Упомянутые «сельские и городские ксендзы» опять-таки в массе своей происходили из простонародья: крестьянские дети, сироты, получившие образование за счет филантропов. Верхушка польского католического духовенства недвусмысленно держалась в стороне от восстания. Как и большинство крупных помещиков, они были людьми в меру циничными и считали, что не особенно и важно, какая вывеска красуется на прибыльном предприятии: «Государь Император» или «Ясновельможный

Пан Круль». А еще они всерьез боялись, что революционная волна невзначай сметет и их немалые привилегии…

Главари повстанцев, представители древнейших фамилий, тоже не горели желанием обустраивать царство Божие на земле. Великая Польша от моря до моря им представлялась не фермерской республикой на американский лад, а уютным местечком, где благородные паны будут по-прежнему владеть всем от горизонта до горизонта, а «быдло», независимо от национальности, станет исправно гнуть спину на землях магнатов. Одним из первых же декретов «правительство» повстанцев поторопилось сообщить, что за помещиками остаются их права на леса и пастбища. И панская землица, само собой, остается неприкосновенной.

Легко догадаться, что крестьяне (в том числе и этнические поляки) этакие новости встретили крайне неодобрительно. Крестьянская психология испокон веков в этом вопросе незатейлива: все на свете, любые мятежи и заварушки, любые реформы и преобразования рассматриваются в первую очередь с точки зрения землицы: добавят или отберут? Можно будет пощипать помещиков, или земли по-прежнему окажутся недоступными, а за пользование пастбищами будут драть три шкуры? Часть крестьянства все же выступила на стороне восставших – но не настолько большая, чтобы можно было говорить о «едином порыве» и «всенародном мятеже». К тому же восставшие быстро раскололись на две партии: «красных» и «белых». «Красные» как раз и стояли за то, чтобы безвозмездно раздать крестьянам в случае победы всю помещичью землю, леса и пастбища, покосы и луга. «Белые», как и следовало ожидать, взвились: они еще готовы были пошуметь о свободе, но категорически не хотели расставаться ради нее с угодьями и поместьями…

И наконец, против плана «Великой Польши от моря до моря» тут же проголосовали вилами крестьяне тех мест, где поляки пребывали исключительно в качестве панов: украинцы, белорусы, литовцы. Началась неразбериха в стане восставших, плавно перетекавшая в хаос, – и в Польшу двинулись русские полки.

┄┄┄┄┄┄┄┄┄┄┄┄┄┄┄┄┄┄┄┄

__Указание 1__: Извлеките из листинга ниже все строки, где встречается слово «nose». Регистр учитывается.

┄┄┄┄┄┄┄┄┄┄┄┄┄┄┄┄┄┄┄┄

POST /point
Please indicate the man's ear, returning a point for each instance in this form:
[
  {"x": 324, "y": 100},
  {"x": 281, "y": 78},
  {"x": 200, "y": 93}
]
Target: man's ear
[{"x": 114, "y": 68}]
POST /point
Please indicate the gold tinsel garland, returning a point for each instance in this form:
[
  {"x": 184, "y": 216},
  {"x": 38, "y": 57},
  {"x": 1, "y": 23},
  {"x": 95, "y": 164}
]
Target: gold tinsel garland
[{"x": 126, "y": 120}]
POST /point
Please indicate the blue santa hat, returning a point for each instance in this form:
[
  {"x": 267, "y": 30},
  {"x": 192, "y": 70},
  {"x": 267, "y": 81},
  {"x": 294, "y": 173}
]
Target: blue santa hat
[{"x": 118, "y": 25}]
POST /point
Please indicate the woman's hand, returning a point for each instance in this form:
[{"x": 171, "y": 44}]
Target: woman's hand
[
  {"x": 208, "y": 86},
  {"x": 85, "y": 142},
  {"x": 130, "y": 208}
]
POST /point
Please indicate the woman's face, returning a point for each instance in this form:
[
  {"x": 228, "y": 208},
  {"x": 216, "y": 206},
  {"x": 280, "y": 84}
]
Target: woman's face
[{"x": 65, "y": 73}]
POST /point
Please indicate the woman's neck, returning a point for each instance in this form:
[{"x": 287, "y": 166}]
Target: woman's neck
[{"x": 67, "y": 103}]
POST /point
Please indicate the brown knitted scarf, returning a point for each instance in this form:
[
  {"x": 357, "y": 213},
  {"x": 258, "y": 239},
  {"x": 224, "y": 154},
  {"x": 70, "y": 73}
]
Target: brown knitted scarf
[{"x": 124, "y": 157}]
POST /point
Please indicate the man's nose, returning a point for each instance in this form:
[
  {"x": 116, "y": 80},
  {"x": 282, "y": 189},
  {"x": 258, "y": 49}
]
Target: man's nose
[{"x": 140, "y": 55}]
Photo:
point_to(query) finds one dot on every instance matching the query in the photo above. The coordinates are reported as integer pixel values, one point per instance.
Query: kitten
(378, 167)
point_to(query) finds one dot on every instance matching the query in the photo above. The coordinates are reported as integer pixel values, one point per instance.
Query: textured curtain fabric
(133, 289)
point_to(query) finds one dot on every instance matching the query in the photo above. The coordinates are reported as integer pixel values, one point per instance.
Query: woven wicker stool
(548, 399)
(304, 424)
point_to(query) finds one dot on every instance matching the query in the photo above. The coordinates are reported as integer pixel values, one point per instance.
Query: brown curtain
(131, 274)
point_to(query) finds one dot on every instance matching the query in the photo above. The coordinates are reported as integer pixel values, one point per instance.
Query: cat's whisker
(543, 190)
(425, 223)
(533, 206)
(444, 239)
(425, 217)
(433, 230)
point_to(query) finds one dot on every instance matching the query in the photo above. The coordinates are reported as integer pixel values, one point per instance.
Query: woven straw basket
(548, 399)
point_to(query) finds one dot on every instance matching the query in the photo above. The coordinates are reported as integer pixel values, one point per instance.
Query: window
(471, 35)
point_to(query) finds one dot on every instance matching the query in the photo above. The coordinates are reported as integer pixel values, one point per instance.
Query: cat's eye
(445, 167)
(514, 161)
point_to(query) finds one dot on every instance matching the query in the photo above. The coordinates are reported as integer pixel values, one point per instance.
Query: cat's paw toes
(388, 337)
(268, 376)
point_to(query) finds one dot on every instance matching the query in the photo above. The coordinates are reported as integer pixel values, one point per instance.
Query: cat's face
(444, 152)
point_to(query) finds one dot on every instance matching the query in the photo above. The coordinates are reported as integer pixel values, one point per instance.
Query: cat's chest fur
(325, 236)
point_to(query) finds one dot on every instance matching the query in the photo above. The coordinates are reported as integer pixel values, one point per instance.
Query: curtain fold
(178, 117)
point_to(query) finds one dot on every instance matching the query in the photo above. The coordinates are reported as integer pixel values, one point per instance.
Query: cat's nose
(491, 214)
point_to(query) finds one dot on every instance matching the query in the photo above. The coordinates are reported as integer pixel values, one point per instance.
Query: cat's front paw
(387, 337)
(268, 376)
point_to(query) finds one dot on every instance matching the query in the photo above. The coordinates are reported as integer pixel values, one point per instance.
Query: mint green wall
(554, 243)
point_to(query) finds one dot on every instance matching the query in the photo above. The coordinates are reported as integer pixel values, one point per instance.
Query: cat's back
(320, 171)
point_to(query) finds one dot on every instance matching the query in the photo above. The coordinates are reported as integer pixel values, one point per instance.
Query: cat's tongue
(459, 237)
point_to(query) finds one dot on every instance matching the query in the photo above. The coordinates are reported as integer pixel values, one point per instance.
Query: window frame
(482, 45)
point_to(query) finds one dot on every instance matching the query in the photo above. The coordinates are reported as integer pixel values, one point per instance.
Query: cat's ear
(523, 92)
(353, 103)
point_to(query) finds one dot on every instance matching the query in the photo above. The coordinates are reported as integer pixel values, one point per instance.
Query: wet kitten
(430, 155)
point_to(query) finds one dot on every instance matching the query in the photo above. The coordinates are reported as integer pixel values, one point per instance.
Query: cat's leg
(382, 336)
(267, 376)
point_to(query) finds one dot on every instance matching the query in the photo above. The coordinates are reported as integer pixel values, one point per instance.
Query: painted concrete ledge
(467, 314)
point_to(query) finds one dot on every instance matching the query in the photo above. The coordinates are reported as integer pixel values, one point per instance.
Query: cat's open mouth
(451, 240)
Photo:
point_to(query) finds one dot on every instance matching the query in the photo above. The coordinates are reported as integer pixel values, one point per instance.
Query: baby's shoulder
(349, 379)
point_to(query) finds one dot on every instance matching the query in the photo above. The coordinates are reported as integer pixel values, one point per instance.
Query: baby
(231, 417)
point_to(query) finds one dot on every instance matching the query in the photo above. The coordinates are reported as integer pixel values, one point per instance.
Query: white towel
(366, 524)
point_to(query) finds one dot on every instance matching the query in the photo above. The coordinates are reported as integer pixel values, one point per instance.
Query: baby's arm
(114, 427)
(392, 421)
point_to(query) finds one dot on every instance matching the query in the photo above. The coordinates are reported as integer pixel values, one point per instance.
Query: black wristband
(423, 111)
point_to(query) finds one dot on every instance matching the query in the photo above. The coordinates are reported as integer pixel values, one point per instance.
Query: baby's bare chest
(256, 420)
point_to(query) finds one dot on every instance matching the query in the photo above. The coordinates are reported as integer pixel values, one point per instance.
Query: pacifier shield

┄┄┄┄┄┄┄┄┄┄┄┄┄┄┄┄┄┄┄┄

__Указание 2__: Продолжите приведенный выше текст о польском восстании, начиная сразу после его последнего предложения.

__Результат упражнения 1__:
Please indicate the man's nose, returning a point for each instance in this form:
Target: man's nose
Query: cat's nose

__Результат упражнения 2__:
Ах да! Восставшие на сей раз пытались привлечь на свою сторону и польских евреев. В прошлый раз, когда те, поддавшись общему настроению, простодушно пожелали тоже бороться за свободу, военный министр повстанцев заявил: «Мы не позволим, чтобы еврейская кровь смешивалась с благородной кровью поляков. Что скажет Европа, узнав, что в деле завоевания нашей свободы мы не могли обойтись без еврейских рук?» (256).

Теперь прошлые ошибки учли – но толку все равно было мало. К повстанцам примкнули в основном еврейские бедняки да та самая восторженная молодежь, что очертя голову бросается во все мировые заварушки, стоит только прозвучать парочке романтических лозунгов. Люди степенные, солидные, зажиточные не особенно и спешили бунтовать…

Едва русские войска принялись подавлять мятеж, революционеры всех мастей, включая и Бакунина с Герценом, кинулись в чернильные сражения. Герцен написал воззвание к русским военным, призывая их «не стать палачами», – но в то же время (определенно разрываясь меж собственной революционностью и неприязнью к зарвавшимся полякам) призывал мятежников сложить оружие и добиваться своих требований мирным путем.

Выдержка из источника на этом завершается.